*Object pointing dataset rows*
▽

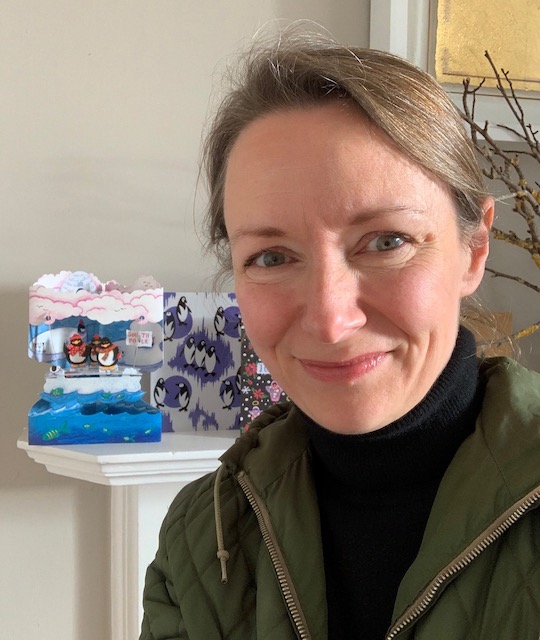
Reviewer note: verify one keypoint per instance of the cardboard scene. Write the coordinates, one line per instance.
(98, 339)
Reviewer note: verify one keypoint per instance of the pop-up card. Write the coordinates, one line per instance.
(98, 339)
(198, 388)
(259, 389)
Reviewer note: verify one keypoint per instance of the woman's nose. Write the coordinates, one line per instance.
(332, 304)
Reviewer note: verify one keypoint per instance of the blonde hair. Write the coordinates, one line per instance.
(407, 104)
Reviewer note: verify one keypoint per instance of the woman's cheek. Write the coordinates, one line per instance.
(265, 314)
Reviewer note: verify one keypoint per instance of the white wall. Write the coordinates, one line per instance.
(102, 107)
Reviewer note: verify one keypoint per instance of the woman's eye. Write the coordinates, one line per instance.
(386, 242)
(269, 259)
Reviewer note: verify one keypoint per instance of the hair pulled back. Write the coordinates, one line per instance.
(406, 103)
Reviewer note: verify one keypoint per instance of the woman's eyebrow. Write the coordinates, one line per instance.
(257, 232)
(366, 215)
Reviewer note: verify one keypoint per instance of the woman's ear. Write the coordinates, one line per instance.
(479, 249)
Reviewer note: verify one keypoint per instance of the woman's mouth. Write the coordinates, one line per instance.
(343, 371)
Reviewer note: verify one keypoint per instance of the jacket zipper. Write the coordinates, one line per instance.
(489, 536)
(289, 595)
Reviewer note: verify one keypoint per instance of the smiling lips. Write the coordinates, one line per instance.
(343, 371)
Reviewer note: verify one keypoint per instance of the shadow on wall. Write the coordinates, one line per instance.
(58, 531)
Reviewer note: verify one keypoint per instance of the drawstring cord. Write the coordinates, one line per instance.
(222, 553)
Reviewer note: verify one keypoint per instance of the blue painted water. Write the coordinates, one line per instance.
(100, 417)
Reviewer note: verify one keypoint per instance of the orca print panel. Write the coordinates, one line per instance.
(198, 387)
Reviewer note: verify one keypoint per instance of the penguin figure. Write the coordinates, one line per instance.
(210, 361)
(76, 351)
(227, 394)
(94, 344)
(169, 325)
(159, 393)
(189, 351)
(200, 355)
(183, 396)
(220, 321)
(108, 355)
(182, 310)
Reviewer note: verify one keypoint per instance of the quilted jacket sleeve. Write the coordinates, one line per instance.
(162, 616)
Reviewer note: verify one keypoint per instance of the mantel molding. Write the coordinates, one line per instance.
(178, 458)
(144, 479)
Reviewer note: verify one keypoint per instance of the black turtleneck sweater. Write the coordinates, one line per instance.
(376, 491)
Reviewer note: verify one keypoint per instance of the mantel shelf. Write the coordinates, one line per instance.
(179, 457)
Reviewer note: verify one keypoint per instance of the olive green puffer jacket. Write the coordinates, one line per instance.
(476, 576)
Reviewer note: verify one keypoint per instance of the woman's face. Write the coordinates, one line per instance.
(348, 263)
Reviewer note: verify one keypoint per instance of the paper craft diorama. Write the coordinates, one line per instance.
(98, 339)
(259, 390)
(199, 388)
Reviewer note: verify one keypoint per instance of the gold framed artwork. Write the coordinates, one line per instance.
(508, 29)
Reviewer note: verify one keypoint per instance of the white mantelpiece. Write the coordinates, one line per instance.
(144, 478)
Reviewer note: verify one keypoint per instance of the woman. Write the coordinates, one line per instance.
(396, 496)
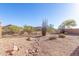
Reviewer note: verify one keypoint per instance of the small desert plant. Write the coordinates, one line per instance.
(0, 30)
(52, 37)
(44, 28)
(62, 36)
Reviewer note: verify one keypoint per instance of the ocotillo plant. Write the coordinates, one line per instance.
(44, 28)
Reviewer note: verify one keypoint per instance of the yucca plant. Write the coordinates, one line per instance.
(44, 28)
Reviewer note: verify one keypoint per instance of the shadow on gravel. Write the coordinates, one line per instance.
(75, 52)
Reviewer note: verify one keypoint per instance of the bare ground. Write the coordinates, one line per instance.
(40, 46)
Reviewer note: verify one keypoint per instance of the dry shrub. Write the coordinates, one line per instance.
(62, 36)
(28, 39)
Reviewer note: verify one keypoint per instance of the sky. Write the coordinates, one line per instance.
(34, 13)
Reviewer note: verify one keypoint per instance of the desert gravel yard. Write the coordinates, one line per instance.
(58, 47)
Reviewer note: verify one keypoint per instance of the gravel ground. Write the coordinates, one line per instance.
(40, 46)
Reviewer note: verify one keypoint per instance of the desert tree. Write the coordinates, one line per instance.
(29, 30)
(14, 29)
(67, 24)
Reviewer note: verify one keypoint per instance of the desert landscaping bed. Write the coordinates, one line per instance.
(58, 47)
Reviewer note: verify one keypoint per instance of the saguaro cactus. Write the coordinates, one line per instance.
(0, 30)
(44, 28)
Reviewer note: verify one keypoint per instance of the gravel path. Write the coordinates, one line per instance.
(40, 46)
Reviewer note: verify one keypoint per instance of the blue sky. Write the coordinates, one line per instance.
(33, 14)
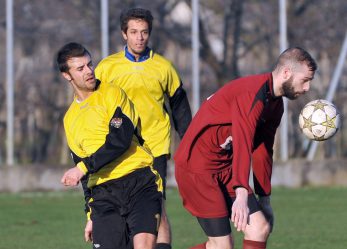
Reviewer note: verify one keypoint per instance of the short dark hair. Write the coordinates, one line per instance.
(133, 14)
(68, 51)
(297, 54)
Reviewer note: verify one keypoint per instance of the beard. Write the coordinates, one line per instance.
(288, 90)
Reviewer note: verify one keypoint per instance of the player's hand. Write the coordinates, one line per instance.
(265, 205)
(240, 210)
(72, 177)
(88, 231)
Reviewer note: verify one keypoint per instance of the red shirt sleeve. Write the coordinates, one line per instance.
(246, 111)
(262, 159)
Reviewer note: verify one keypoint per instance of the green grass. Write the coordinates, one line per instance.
(305, 218)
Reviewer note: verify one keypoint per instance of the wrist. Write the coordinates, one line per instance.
(82, 167)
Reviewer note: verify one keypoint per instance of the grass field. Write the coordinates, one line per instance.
(305, 218)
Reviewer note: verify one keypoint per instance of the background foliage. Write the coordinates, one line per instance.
(236, 38)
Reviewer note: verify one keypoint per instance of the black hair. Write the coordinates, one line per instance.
(68, 51)
(133, 14)
(297, 54)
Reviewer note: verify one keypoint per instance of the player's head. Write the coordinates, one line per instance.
(294, 72)
(136, 26)
(135, 14)
(68, 51)
(75, 64)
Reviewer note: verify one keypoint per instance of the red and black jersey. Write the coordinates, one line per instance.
(248, 106)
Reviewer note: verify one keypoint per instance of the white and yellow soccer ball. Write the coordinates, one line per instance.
(319, 120)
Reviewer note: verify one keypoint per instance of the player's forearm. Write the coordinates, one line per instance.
(181, 113)
(117, 142)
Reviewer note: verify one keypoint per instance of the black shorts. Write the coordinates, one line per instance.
(123, 207)
(160, 165)
(215, 227)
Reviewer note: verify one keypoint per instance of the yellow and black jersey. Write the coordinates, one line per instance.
(100, 134)
(146, 83)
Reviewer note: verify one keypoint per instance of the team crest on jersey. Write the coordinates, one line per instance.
(116, 122)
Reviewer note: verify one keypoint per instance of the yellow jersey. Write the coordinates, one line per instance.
(105, 123)
(146, 83)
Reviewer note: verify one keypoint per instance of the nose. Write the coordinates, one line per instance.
(306, 86)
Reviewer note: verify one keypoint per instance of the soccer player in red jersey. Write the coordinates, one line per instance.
(234, 131)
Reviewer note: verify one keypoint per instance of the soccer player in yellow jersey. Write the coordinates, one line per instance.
(148, 78)
(100, 126)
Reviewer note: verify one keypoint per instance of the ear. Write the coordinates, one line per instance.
(286, 72)
(124, 36)
(67, 76)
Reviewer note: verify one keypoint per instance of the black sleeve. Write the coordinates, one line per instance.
(118, 140)
(84, 181)
(181, 113)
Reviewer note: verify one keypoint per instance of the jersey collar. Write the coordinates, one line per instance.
(144, 56)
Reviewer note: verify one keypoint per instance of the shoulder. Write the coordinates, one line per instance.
(162, 60)
(112, 58)
(110, 92)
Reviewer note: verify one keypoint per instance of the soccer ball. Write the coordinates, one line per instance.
(319, 120)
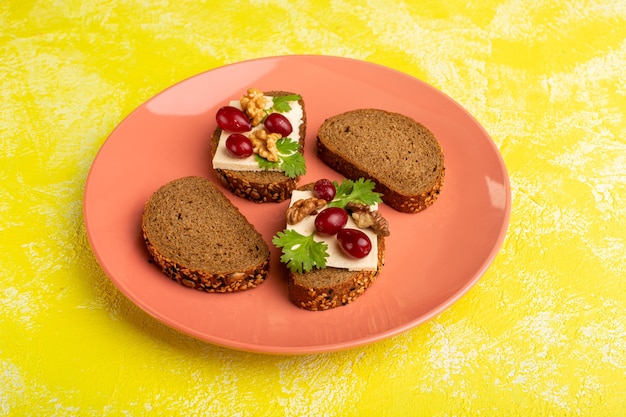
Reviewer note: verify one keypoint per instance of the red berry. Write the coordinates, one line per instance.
(354, 242)
(331, 220)
(232, 119)
(324, 189)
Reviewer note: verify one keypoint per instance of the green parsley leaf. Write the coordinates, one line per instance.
(290, 160)
(360, 191)
(300, 253)
(281, 103)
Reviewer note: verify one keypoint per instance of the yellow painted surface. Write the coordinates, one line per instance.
(544, 331)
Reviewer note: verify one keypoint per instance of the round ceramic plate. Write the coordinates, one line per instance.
(432, 257)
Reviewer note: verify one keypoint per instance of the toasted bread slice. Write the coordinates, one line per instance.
(323, 289)
(326, 288)
(201, 240)
(400, 155)
(260, 186)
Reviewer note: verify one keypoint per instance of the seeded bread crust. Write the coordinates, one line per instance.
(326, 288)
(323, 289)
(259, 186)
(197, 237)
(400, 155)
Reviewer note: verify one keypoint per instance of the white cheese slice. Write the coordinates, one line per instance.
(337, 258)
(223, 159)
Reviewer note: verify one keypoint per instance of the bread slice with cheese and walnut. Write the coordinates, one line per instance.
(317, 284)
(198, 238)
(400, 155)
(255, 182)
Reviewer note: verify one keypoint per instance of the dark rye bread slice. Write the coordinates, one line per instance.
(326, 288)
(201, 240)
(259, 186)
(400, 155)
(323, 289)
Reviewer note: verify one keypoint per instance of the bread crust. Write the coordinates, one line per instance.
(350, 285)
(330, 296)
(259, 186)
(205, 281)
(406, 203)
(154, 219)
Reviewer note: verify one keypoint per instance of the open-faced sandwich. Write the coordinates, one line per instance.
(201, 240)
(334, 242)
(257, 147)
(400, 155)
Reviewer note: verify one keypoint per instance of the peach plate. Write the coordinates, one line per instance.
(432, 258)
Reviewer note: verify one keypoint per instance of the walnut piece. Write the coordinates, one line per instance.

△

*CHALLENGE*
Give exactly the lines from the one with "surface. Write the coordinates, one line per instance." to the end of the entries, nothing before them.

*EXERCISE SOLUTION*
Reviewer note: verify one keypoint per instance of the yellow painted surface. Write the coordinates, one line per instance.
(544, 331)
Reviewer note: verify one keypoint per instance of the round ceramic plate. Write the coordinates, one line per instance.
(432, 257)
Reviewer note: verify one keypoint per instance of the toasted bread slice. Write the coordinates, one line per instance.
(323, 289)
(326, 288)
(201, 240)
(400, 155)
(260, 186)
Reviewer note: verify one keypoint per instance of the seeded bread crust. Write the coordinates, one line per instance.
(326, 288)
(323, 289)
(259, 186)
(197, 237)
(400, 155)
Reviewer note: verify one keypoint per instance of the white cheese slice. Write the coordinates, one line per instance.
(337, 258)
(223, 159)
Reviewer note: verify one keypoint per instance of the bread slice with cheese and walnut. Write the coordinates, one line per instance.
(317, 284)
(198, 238)
(400, 155)
(255, 182)
Reviewer note: verify one keypoint per instance of the dark rye bread slice. Write the coordinates, one line per instance.
(326, 288)
(201, 240)
(259, 186)
(400, 155)
(323, 289)
Reviewer note: verify one keypoint per instance of the bread crust. Write the coordinates, one line per instance.
(350, 285)
(330, 296)
(259, 186)
(205, 281)
(406, 203)
(154, 219)
Reviewer note: verify one keypoint per instance of the open-faced sandwich. Write the coordinates, one line per instance.
(201, 240)
(334, 242)
(257, 147)
(400, 155)
Reviewer note: verify one keypoint per instance of the peach plate. Write the coordinates, one line per instance.
(432, 258)
Reviewer note: verify one keypoint per instance of the walnut piece. Write the coordinates, one line per instance.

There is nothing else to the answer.